**INSTRUCTIONS TO FOLLOW**
Render the material from the line containing "Examine the provided image and draw a box around the bald" through the line containing "[282,103,490,323]", both ends included, as a JSON list of strings with one string per line and blank lines omitted.

**SUPPLIED MATERIAL**
○ ○ ○
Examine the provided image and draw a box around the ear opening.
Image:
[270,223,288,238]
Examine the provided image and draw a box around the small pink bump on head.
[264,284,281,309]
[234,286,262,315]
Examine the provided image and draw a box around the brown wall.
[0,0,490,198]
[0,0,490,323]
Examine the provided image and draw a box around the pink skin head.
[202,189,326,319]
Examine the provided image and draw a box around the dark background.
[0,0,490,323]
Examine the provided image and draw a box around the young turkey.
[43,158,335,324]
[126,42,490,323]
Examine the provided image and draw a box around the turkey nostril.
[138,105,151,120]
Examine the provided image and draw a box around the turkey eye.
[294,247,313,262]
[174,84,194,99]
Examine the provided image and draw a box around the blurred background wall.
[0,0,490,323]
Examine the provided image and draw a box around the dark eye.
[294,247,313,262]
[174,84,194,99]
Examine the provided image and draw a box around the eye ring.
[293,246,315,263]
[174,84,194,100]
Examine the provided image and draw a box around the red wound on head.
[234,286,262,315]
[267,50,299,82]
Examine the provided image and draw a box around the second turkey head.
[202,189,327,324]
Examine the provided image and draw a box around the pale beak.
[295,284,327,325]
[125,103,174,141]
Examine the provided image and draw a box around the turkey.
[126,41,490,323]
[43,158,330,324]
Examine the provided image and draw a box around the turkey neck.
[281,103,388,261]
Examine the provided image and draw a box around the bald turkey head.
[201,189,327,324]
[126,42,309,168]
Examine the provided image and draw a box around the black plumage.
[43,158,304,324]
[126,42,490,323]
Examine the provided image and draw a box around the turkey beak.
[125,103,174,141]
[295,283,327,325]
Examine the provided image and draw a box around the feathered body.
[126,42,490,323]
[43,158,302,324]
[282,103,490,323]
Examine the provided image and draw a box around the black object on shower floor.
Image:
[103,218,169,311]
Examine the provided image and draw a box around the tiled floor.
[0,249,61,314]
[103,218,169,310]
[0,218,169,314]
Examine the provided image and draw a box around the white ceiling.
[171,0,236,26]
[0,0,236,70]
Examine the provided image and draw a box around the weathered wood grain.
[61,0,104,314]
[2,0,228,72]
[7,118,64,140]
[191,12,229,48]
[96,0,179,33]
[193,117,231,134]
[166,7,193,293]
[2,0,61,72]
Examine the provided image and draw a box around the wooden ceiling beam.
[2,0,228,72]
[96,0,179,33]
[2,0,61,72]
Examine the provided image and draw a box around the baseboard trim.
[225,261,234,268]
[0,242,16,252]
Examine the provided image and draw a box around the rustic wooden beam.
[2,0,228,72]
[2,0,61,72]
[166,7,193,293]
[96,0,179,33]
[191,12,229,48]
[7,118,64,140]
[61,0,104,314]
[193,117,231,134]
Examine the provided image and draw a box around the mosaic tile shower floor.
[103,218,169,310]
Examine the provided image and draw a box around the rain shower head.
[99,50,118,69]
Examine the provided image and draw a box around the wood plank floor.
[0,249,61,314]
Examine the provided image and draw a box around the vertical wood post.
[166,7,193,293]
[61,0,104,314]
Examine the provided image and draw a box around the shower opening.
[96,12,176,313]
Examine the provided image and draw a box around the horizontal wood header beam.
○ ○ ○
**FINAL ANSWER**
[
  "Examine the provided image and draw a box around the bald turkey head.",
  "[201,189,327,324]",
  "[126,42,309,168]",
  "Examine the provided image and draw a box around the black plumage.",
  "[43,158,304,324]",
  "[126,42,490,323]",
  "Examine the provided image and draw a box around the turkey beak.",
  "[125,103,174,141]",
  "[295,283,327,325]",
  "Examine the provided image and draw a box around the feathered body.",
  "[126,42,490,323]",
  "[43,158,302,324]",
  "[282,103,490,323]"
]